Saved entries
────────

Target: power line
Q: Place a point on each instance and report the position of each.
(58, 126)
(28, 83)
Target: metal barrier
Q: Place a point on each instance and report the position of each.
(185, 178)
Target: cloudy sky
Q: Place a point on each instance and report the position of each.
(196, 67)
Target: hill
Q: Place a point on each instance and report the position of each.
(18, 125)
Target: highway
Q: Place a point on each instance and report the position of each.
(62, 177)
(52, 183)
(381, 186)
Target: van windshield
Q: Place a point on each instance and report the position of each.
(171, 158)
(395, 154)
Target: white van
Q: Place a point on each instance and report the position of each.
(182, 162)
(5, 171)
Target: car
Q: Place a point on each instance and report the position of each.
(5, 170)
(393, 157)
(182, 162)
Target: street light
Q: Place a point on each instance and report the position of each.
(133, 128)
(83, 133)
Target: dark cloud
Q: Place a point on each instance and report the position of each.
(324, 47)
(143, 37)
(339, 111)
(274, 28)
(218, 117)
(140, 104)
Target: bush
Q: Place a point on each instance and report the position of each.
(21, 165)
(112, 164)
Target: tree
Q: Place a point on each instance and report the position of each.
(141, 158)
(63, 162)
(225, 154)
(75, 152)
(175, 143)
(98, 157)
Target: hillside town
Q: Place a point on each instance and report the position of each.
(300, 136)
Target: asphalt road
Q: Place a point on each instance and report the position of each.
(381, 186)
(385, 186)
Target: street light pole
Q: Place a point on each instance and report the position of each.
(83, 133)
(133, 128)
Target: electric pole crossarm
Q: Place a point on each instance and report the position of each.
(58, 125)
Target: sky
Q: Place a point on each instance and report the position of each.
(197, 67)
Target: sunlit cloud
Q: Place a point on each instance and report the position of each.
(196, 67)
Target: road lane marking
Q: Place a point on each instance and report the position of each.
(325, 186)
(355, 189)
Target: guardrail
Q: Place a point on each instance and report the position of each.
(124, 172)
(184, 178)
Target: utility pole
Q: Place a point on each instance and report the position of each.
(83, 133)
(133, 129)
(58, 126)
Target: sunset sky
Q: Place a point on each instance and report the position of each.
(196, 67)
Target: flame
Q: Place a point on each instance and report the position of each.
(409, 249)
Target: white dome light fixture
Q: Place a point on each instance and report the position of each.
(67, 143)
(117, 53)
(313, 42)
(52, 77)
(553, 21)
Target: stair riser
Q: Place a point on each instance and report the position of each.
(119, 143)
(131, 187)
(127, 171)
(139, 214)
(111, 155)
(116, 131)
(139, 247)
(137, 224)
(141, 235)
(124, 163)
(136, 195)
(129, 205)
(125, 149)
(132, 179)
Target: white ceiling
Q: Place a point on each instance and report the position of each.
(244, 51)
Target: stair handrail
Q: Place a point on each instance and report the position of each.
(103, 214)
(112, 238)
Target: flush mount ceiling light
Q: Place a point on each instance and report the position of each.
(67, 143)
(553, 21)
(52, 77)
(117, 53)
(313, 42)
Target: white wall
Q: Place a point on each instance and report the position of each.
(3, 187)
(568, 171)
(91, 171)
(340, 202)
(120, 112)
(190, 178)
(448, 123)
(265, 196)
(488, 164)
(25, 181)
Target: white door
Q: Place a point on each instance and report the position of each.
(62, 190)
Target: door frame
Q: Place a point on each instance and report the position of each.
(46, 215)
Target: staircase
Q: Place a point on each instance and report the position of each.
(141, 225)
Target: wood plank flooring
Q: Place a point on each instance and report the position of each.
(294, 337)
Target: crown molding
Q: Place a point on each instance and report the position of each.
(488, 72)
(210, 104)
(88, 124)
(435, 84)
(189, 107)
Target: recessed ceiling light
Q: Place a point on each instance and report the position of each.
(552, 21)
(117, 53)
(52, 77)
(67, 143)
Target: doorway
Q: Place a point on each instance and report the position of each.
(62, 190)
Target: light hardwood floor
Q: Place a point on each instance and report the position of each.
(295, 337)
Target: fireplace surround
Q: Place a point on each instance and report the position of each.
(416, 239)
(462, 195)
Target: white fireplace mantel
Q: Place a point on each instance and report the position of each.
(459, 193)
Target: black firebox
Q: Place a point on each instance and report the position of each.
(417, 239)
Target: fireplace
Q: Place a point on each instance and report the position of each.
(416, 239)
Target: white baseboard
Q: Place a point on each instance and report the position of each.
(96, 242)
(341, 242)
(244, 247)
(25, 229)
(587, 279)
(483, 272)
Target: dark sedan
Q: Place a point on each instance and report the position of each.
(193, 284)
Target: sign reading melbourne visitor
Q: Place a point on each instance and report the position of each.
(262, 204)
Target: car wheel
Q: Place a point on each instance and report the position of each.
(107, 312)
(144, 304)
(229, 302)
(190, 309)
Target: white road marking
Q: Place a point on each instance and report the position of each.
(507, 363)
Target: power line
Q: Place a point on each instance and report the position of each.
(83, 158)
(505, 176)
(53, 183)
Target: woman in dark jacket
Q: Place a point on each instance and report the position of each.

────────

Return the whole of the data, character for character.

Target: power line
Q: Place a point on each instance and report the position of each.
(58, 126)
(28, 83)
Target: metal barrier
Q: Place a point on each instance and report the position of each.
(185, 178)
Target: cloudy sky
Q: Place a point on each instance and report the position of each.
(196, 67)
Target: hill
Q: Place a point on each instance and report the position of each.
(18, 125)
Target: highway
Q: Place a point on each instance and report the position of each.
(62, 177)
(52, 183)
(381, 186)
Target: van windshield
Q: Place a point on each instance and report the position of each.
(171, 158)
(395, 154)
Target: white van
Q: Place a point on each instance and report the position of each.
(182, 162)
(5, 171)
Target: car
Q: Place a point on each instance and report the position of each.
(5, 170)
(393, 157)
(182, 162)
Target: street light
Q: Place a point on each instance and report the position of each.
(133, 128)
(83, 133)
Target: dark cloud
Q: Place a point on each instance and report the position of each.
(324, 47)
(143, 37)
(339, 111)
(274, 28)
(218, 117)
(140, 104)
Target: bush
Q: Place a point on each instance and report the position of each.
(21, 165)
(112, 164)
Target: tree
Q: Place a point on each instance and report the position of each.
(141, 158)
(63, 162)
(225, 154)
(75, 152)
(175, 143)
(98, 157)
Target: hillside town
Q: Place a point on each instance and report the position of each.
(300, 136)
Target: asphalt road
Q: Place a point on each instance and report the position of each.
(381, 186)
(385, 186)
Target: street light pole
Q: Place a point on each instance and report the position of each.
(83, 133)
(133, 128)
Target: electric pole crossarm
Q: Place a point on each instance and report the position of each.
(58, 125)
Target: sky
Q: Place a point on each instance and report the position of each.
(197, 67)
Target: sunlit cloud
Q: Place a point on each instance and report the position of each.
(196, 67)
Target: road lane marking
Q: Place a point on each instance and report the position of each.
(325, 186)
(355, 189)
Target: guardrail
Q: Place a point on each instance and report the position of each.
(124, 172)
(184, 178)
Target: utility pole
Q: Place a point on each instance and report the position of each.
(83, 133)
(133, 129)
(58, 126)
Target: sunset sky
Q: Place a point on each instance and report the position of each.
(196, 67)
Target: flame
Q: Place a point on each instance and report the position of each.
(409, 249)
Target: white dome light fixture
Q: Place a point on each instance and report the position of each.
(67, 143)
(117, 53)
(313, 42)
(52, 77)
(553, 21)
Target: stair riser
Q: Place a point on each instance and report the position of each.
(119, 143)
(131, 187)
(127, 171)
(139, 214)
(111, 155)
(116, 131)
(139, 247)
(137, 224)
(141, 235)
(124, 163)
(136, 195)
(129, 205)
(125, 149)
(132, 179)
Target: white ceiling
Q: Place a point on each instance and report the position of each.
(244, 51)
Target: stair handrail
Q: Place a point on each instance and report the position of each.
(103, 214)
(112, 238)
Target: flush mount ceiling light
Q: Place a point on each instance and report the position of each.
(67, 143)
(553, 21)
(52, 77)
(117, 53)
(313, 42)
Target: white wall
Q: Place a point on each instance and report the position of each.
(3, 187)
(568, 171)
(91, 171)
(340, 202)
(120, 112)
(190, 178)
(448, 123)
(265, 196)
(488, 164)
(25, 181)
Target: white door
Q: Place a point on each instance and report the position of each.
(62, 190)
Target: door frame
Q: Place a point on each instance and report the position of each.
(46, 215)
Target: staircase
Q: Place a point on each instance and report the position of each.
(141, 225)
Target: wood plank flooring
Q: Place a point on each instance and report the position of each.
(294, 337)
Target: crown molding
Q: Place a point on each instance and report the position of each.
(488, 72)
(210, 104)
(88, 124)
(435, 84)
(189, 107)
Target: recessed ceiling light
Q: Place a point on each instance and report the position of each.
(552, 21)
(117, 53)
(52, 77)
(67, 143)
Target: doorway
Q: Place a point on each instance and report the position of each.
(62, 190)
Target: light hardwood floor
Q: Place a point on each instance and report the position of each.
(295, 337)
Target: fireplace surround
Q: Place a point on each instance and report the position of each.
(416, 239)
(462, 195)
Target: white fireplace mantel
Q: Place a point on each instance and report the position of each.
(459, 193)
Target: black firebox
Q: Place a point on each instance and report the position of each.
(417, 239)
Target: fireplace
Q: Place a point on each instance and report the position of each.
(416, 239)
Target: white baseboard
Q: Place a point on each instance and report the position of each.
(96, 242)
(341, 242)
(244, 247)
(25, 229)
(587, 279)
(483, 272)
Target: dark sedan
Q: Place a point on each instance and report the position of each.
(193, 284)
Target: sign reading melbourne visitor
Q: Place a point on each instance and report the position of each.
(262, 204)
Target: car wheel
Q: Place a point on each instance and report the position of each.
(107, 312)
(144, 304)
(229, 302)
(190, 309)
Target: white road marking
Q: Place a point on each instance and report the position of each.
(507, 363)
Target: power line
Q: Place a point on each instance and report the position of each.
(83, 158)
(505, 176)
(53, 183)
Target: woman in dark jacket
Q: Place a point on each instance and report the position of each.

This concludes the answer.